_WHAT IS NEEDED_.
Please rewrite the records below with "partially" replaced by "partly" and everything else unchanged, leaving the pictures out of your answer.

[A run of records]
↓
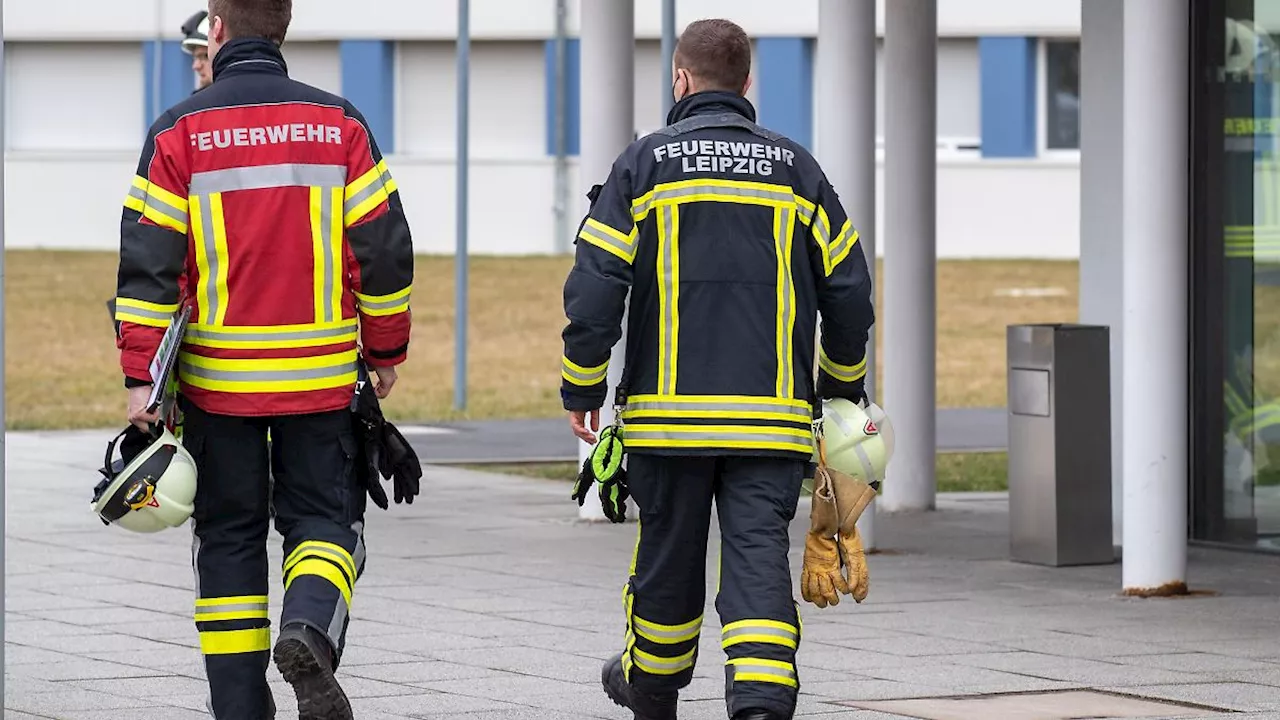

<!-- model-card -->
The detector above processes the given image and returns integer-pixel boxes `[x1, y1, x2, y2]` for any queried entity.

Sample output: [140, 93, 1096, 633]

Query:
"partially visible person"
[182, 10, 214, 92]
↑
_SOLUTION FOR THIS PROBLEM_.
<!-- model-card -->
The detector above processes the given image and returns integer-pixel boxes `[x1, y1, x2, y2]` for any queried entity.

Sample output: [140, 93, 1096, 633]

Query:
"partly visible person"
[182, 10, 214, 92]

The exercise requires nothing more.